#### GIVEN EXERCISE A
Answer these questions using the text on the operetta La Vie parisienne:
(i) On what date did the work premiere?
(ii) Who wrote the libretto?
(iii) How did this work differ from Offenbach's earlier pieces?
#### GIVEN EXERCISE B
Resume the text on the operetta La Vie parisienne, picking up after its final sentence.

---------- EXCERPTED PASSAGE ----------

La Vie parisienne (operetta)

La Vie parisienne
Opéra bouffe by Jacques Offenbach
Poster by Jules Chéret for the original production
Librettist
LanguageFrench
Premiere
31 October 1866 (1866-10-31)

La Vie parisienne (French pronunciation: [la vi paʁizjɛn], Parisian life) is an opéra bouffe, or operetta, composed by Jacques Offenbach, with a libretto by Henri Meilhac and Ludovic Halévy.[1]

This work was Offenbach's first full-length piece to portray contemporary Parisian life, unlike his earlier period pieces and mythological subjects. It became one of Offenbach's most popular operettas.

---------- EXTRACTED ENTRIES ----------

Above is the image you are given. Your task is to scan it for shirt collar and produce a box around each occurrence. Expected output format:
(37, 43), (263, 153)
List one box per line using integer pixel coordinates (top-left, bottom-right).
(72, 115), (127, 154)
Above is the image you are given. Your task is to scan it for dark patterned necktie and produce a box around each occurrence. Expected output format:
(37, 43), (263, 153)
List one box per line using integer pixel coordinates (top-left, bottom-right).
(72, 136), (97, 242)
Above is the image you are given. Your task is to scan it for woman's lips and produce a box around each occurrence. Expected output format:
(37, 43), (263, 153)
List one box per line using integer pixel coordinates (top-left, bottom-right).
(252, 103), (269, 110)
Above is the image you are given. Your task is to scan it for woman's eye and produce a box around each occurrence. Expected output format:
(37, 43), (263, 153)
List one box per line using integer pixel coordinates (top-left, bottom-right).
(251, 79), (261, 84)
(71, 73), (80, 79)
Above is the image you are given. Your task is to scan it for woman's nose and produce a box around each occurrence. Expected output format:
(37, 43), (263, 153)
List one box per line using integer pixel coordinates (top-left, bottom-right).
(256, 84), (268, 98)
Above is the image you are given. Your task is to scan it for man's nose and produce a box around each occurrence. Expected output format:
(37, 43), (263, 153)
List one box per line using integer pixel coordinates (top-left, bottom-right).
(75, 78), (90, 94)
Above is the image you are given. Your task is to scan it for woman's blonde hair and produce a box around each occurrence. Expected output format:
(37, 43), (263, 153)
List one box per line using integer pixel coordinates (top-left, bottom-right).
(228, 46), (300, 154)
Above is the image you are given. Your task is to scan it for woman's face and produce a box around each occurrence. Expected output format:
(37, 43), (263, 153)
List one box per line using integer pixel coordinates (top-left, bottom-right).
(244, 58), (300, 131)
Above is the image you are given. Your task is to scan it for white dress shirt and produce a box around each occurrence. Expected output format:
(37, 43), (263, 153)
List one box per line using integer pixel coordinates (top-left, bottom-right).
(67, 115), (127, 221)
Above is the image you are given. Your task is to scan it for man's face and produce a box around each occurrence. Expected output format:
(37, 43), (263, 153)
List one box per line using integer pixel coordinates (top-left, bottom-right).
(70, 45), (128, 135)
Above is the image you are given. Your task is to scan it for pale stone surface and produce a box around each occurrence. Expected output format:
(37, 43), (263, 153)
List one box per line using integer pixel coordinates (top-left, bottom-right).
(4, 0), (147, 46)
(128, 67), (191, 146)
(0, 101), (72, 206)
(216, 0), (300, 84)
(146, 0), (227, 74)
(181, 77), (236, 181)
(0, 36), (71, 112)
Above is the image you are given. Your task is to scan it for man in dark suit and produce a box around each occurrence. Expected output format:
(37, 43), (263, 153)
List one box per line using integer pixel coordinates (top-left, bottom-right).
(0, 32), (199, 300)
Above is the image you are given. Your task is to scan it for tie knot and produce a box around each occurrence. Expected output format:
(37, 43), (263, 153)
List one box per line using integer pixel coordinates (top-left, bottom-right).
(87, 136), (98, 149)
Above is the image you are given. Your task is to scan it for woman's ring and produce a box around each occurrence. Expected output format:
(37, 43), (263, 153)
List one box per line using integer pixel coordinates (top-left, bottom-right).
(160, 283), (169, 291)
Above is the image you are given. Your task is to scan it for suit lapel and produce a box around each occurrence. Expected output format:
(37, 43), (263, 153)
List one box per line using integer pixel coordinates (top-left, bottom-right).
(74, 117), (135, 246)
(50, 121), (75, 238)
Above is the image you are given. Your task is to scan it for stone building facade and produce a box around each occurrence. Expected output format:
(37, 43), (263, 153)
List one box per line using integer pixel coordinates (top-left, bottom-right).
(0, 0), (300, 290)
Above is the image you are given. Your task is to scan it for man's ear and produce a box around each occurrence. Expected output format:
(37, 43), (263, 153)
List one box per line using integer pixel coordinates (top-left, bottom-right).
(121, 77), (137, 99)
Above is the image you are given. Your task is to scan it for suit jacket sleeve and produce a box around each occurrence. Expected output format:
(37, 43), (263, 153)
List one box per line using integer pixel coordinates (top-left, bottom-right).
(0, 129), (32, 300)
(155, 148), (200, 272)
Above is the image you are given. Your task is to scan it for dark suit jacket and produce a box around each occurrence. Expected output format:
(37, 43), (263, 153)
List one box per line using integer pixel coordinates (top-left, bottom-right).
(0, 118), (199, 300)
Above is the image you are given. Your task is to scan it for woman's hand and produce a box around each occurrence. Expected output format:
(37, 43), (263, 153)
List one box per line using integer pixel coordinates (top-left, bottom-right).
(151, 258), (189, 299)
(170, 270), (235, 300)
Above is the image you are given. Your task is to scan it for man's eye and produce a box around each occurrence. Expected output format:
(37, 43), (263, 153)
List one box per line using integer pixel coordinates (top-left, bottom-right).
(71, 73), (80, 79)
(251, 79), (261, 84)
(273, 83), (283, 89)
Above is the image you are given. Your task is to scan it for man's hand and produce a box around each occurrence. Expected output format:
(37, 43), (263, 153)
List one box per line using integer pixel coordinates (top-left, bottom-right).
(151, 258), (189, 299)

----------

#### WRITTEN RESPONSE A
(i) 31 October 1866.
(ii) Henri Meilhac and Ludovic Halévy.
(iii) It was his first full-length piece to portray contemporary Parisian life, unlike his earlier period pieces and mythological subjects.

#### WRITTEN RESPONSE B
In 1864 the Théâtre du Palais-Royal presented a comedy by Meilhac and Halévy entitled Le Photographe (The Photographer), which featured a character called Raoul Gardefeu, the lover of Métella, trying to seduce a baroness. Two years earlier, a comedy by the same authors La Clé de Métella (The Key of Métella) was played at the Théâtre du Vaudeville. These two pieces presage the libretto of La vie parisienne which can be dated from late 1865.[2]

  1. ^ Lamb, in Sadie 1997, "List of works"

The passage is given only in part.